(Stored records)
== Segment start ==

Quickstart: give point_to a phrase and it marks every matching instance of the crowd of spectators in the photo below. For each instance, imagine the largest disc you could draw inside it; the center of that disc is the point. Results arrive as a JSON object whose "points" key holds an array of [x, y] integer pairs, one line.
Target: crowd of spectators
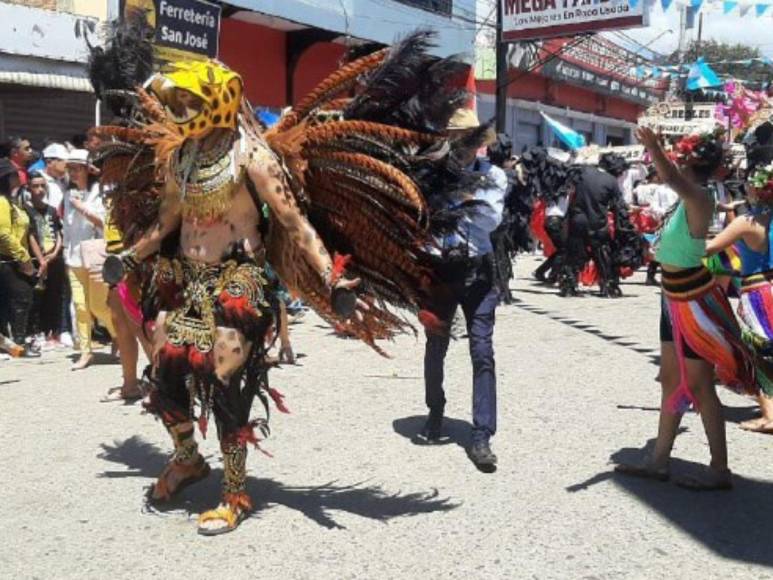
{"points": [[52, 215]]}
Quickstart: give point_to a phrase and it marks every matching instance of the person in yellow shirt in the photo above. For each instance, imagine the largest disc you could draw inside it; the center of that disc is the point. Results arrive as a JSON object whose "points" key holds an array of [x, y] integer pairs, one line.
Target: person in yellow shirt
{"points": [[17, 274]]}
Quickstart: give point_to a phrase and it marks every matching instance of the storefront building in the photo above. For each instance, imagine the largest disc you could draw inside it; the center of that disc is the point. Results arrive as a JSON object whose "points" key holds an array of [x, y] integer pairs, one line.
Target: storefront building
{"points": [[588, 86], [283, 48]]}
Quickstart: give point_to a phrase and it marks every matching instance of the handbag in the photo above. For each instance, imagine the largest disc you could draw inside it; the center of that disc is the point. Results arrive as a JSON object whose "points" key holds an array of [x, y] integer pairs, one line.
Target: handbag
{"points": [[93, 255]]}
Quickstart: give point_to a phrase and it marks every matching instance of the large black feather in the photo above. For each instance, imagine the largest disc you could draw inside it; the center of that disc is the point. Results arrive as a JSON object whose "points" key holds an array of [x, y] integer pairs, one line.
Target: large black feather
{"points": [[124, 62]]}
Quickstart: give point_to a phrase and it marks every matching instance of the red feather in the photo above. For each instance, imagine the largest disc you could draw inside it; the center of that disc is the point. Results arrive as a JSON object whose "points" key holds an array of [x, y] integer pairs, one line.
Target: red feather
{"points": [[339, 267]]}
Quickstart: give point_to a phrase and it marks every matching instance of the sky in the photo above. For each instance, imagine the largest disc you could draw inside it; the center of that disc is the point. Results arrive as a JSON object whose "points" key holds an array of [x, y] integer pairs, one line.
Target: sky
{"points": [[749, 29]]}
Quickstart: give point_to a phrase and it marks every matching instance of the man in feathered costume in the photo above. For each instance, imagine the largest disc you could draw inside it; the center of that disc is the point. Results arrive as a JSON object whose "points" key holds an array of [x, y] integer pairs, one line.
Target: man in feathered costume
{"points": [[361, 168]]}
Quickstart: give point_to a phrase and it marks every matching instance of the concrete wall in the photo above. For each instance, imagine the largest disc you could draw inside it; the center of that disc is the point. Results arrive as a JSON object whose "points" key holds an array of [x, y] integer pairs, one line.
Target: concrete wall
{"points": [[525, 126], [44, 34], [376, 20]]}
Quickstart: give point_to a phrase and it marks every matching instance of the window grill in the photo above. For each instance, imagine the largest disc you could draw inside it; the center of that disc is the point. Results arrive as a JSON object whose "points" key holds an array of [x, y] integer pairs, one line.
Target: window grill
{"points": [[444, 7]]}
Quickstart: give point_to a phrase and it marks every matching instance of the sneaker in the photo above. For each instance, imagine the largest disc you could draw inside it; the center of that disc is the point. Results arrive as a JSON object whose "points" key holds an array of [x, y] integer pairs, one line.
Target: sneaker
{"points": [[481, 455], [32, 345], [433, 428], [65, 339], [51, 344], [30, 351]]}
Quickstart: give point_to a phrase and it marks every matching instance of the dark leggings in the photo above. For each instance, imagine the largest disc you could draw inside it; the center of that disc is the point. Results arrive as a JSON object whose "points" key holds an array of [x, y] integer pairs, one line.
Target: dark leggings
{"points": [[667, 332], [17, 301], [46, 315]]}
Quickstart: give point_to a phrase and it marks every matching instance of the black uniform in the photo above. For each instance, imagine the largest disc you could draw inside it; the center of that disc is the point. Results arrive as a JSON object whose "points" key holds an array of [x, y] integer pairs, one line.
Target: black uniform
{"points": [[596, 193]]}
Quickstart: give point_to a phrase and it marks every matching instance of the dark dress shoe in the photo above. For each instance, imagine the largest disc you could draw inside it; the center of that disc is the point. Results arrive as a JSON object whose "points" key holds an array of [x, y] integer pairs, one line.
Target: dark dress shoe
{"points": [[432, 431], [481, 455]]}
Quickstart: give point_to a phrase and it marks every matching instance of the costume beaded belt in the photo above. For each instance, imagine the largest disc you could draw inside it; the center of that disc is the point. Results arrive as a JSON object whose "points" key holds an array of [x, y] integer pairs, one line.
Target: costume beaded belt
{"points": [[687, 284]]}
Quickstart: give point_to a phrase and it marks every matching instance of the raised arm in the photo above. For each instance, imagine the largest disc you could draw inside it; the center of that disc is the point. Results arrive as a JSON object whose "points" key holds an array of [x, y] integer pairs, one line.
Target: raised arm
{"points": [[698, 204], [733, 233], [669, 173]]}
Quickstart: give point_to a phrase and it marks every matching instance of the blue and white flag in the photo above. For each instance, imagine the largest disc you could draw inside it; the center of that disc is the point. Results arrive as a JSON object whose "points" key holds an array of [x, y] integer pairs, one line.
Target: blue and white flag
{"points": [[568, 137], [701, 76]]}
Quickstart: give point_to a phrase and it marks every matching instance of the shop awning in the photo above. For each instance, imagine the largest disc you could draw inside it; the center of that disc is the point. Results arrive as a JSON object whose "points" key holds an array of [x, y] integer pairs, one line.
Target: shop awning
{"points": [[46, 80]]}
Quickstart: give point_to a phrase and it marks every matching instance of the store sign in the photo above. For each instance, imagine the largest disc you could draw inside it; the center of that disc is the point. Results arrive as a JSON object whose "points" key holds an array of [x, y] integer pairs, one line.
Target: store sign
{"points": [[596, 64], [534, 19], [679, 118], [184, 28], [591, 155]]}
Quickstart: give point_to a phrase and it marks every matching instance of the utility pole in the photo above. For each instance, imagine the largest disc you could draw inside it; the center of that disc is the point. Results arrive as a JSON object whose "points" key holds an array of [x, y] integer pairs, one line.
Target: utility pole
{"points": [[502, 66]]}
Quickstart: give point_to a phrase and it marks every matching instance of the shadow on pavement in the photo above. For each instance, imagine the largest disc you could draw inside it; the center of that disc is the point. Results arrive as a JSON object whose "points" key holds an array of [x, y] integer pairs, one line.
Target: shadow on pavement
{"points": [[455, 431], [315, 502], [652, 353], [99, 358], [732, 524]]}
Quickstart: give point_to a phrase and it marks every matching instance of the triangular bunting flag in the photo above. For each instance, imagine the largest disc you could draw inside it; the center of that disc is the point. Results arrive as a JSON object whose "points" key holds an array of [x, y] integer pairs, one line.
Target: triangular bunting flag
{"points": [[701, 76], [568, 136]]}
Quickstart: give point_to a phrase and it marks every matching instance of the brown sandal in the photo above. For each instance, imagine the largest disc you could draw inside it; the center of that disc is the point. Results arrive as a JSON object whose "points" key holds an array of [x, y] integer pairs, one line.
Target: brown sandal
{"points": [[190, 473]]}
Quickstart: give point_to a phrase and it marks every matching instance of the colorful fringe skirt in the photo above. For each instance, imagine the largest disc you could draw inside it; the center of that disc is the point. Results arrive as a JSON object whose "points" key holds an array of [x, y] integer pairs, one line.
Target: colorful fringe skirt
{"points": [[756, 314], [701, 317]]}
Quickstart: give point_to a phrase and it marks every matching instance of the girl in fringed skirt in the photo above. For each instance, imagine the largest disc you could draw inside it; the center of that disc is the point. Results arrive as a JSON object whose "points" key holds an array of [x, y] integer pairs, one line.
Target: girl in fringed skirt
{"points": [[699, 335]]}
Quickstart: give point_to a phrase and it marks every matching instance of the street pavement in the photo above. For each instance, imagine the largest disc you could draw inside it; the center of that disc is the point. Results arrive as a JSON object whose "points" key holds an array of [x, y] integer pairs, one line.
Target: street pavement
{"points": [[347, 493]]}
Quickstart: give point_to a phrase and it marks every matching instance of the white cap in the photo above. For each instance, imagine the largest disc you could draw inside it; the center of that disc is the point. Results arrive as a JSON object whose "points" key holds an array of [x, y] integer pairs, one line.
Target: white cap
{"points": [[78, 156], [55, 151]]}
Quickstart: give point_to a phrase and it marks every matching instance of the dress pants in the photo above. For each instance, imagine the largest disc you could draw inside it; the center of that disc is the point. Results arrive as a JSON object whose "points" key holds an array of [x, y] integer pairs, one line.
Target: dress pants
{"points": [[473, 290]]}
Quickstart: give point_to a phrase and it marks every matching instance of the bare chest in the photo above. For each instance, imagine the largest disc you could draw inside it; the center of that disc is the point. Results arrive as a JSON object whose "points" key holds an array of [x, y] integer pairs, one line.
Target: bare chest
{"points": [[212, 241]]}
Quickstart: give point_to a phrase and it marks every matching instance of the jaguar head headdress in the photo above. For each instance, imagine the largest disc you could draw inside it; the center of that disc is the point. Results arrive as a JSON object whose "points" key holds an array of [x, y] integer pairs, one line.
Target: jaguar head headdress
{"points": [[199, 96]]}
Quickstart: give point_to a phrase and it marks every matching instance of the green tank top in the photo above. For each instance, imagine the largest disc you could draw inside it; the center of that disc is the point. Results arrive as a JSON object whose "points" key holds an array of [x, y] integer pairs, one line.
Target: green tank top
{"points": [[676, 246]]}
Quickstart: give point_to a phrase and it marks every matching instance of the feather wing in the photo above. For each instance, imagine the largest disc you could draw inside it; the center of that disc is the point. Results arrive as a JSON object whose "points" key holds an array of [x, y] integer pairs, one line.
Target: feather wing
{"points": [[379, 181]]}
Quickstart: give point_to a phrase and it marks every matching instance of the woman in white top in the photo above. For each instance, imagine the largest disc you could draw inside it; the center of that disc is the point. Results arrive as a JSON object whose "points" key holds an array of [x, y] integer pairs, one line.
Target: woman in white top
{"points": [[84, 213]]}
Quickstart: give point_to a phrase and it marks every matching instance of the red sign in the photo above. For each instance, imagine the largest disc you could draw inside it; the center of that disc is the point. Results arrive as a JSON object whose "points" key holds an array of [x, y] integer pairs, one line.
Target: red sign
{"points": [[534, 19]]}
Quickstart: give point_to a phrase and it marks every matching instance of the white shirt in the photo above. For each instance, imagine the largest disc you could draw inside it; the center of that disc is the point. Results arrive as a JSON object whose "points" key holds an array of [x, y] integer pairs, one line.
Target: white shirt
{"points": [[56, 188], [558, 208], [76, 227], [478, 226], [662, 199]]}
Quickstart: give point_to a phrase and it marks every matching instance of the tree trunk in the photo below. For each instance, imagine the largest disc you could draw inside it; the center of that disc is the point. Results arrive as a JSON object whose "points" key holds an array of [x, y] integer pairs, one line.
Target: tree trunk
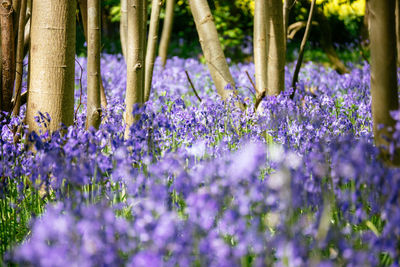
{"points": [[52, 68], [211, 47], [151, 47], [260, 45], [325, 38], [135, 60], [287, 5], [398, 31], [93, 111], [166, 32], [384, 92], [83, 7], [123, 26], [8, 54], [20, 58], [302, 48], [16, 4], [276, 48]]}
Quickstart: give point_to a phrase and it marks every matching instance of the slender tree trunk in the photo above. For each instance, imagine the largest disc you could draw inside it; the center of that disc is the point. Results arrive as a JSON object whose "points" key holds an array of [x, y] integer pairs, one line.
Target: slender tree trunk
{"points": [[398, 31], [287, 5], [151, 47], [302, 48], [8, 53], [325, 34], [84, 7], [123, 26], [16, 4], [20, 58], [384, 90], [135, 60], [144, 32], [166, 32], [93, 111], [260, 45], [276, 48], [211, 47], [52, 65]]}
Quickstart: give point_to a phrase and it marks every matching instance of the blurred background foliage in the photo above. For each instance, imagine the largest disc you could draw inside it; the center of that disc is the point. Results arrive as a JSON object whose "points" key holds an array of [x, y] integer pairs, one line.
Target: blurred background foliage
{"points": [[234, 22]]}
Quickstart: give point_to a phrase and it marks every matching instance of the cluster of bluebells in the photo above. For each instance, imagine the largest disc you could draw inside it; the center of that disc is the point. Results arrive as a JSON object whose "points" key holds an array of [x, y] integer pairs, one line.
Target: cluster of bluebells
{"points": [[203, 183]]}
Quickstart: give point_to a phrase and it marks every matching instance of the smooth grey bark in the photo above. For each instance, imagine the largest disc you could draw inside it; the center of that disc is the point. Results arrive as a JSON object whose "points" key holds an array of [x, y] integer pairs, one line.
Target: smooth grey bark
{"points": [[93, 111], [325, 38], [123, 26], [135, 60], [398, 31], [166, 32], [20, 57], [16, 4], [151, 47], [211, 47], [384, 91], [8, 54], [276, 48], [302, 48], [52, 63], [83, 6], [287, 5], [260, 45]]}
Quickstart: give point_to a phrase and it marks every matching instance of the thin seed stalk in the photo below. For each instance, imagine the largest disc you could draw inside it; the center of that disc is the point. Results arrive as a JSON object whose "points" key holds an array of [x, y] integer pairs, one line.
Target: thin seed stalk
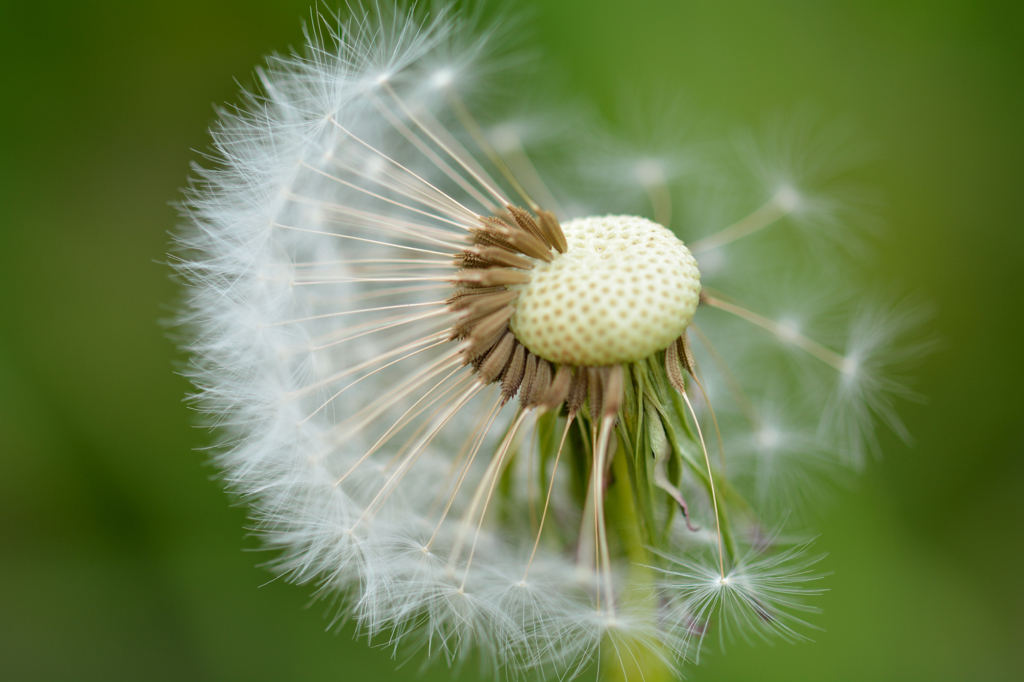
{"points": [[626, 658]]}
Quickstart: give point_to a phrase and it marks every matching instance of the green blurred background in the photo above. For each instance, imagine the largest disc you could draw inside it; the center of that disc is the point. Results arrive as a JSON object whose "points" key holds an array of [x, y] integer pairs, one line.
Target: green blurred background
{"points": [[121, 557]]}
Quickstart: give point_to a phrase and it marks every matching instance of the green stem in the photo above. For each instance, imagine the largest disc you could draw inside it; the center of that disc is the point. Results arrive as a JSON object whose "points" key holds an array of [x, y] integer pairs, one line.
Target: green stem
{"points": [[627, 658]]}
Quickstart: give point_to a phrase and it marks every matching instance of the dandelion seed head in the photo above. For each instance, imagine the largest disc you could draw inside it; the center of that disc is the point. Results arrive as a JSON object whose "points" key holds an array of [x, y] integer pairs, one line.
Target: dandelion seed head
{"points": [[625, 289], [465, 414]]}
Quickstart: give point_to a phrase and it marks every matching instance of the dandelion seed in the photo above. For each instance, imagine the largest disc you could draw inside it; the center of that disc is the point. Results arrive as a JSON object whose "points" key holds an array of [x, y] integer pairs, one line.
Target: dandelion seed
{"points": [[478, 418]]}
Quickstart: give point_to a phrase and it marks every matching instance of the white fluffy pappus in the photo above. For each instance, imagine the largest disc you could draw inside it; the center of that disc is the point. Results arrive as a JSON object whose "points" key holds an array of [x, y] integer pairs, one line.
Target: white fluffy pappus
{"points": [[329, 247]]}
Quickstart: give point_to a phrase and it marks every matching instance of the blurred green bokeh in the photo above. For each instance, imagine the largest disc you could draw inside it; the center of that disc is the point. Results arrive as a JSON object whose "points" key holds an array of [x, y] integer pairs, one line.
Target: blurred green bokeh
{"points": [[122, 558]]}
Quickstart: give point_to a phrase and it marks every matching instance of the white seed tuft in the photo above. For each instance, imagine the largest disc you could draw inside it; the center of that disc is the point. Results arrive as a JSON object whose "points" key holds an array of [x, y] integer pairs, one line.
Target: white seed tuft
{"points": [[626, 289]]}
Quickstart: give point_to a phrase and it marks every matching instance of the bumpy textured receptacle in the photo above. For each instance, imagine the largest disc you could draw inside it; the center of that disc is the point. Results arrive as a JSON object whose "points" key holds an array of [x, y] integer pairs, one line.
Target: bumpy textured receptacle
{"points": [[625, 289]]}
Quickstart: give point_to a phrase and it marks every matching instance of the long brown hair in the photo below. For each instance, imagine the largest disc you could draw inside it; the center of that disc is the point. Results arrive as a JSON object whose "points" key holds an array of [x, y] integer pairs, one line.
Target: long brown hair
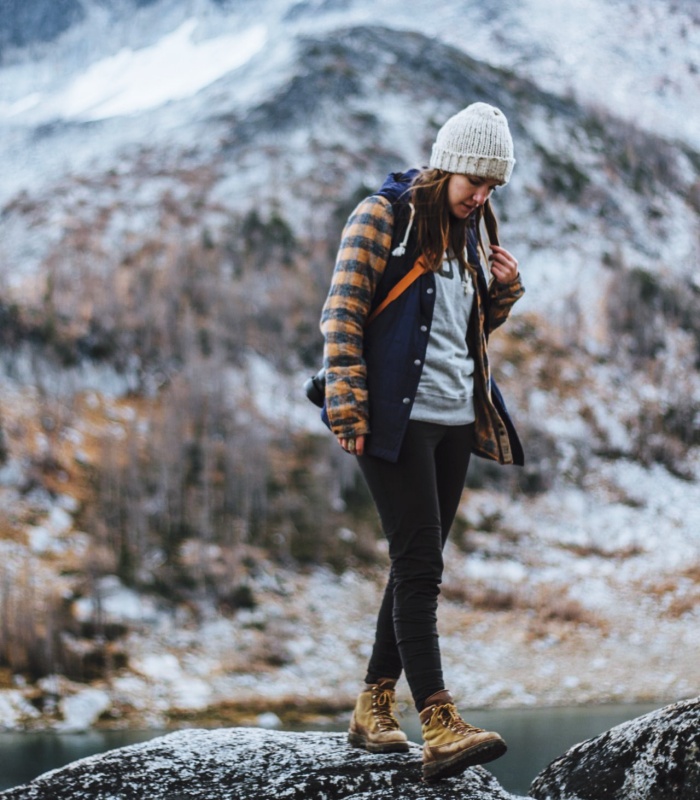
{"points": [[438, 231]]}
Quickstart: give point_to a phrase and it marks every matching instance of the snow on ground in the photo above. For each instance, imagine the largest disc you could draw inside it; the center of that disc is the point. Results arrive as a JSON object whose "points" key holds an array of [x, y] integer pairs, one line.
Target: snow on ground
{"points": [[590, 595], [175, 67]]}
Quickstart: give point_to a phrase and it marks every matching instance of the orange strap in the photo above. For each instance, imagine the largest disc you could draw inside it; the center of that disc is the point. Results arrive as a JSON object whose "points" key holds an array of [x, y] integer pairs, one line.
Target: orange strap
{"points": [[398, 289]]}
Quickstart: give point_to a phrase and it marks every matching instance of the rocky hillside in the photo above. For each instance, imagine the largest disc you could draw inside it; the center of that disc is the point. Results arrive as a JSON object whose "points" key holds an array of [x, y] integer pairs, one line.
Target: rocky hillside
{"points": [[176, 183]]}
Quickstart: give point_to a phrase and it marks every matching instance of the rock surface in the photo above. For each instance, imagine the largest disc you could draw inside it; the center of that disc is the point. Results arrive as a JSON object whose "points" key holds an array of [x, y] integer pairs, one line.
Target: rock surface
{"points": [[654, 757], [252, 764]]}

== Segment end ==

_Your assignment_
Copy out only the lines above from the one with "Target: shadow on pavement" to the one with "of the triangular", inclusive, exactly as they stand.

_Response_
Target: shadow on pavement
{"points": [[455, 431], [315, 502], [652, 353], [99, 358], [732, 524]]}
Quickstart: give point_to a phrase and it marks every matching instance of the triangular bunting flag in the photo above. For each instance, imagine the largest disc you could draw inside it; the center of that disc is the point. Results arrive as a JSON object whose "points" key holds an array of [x, y] integer pairs, one line.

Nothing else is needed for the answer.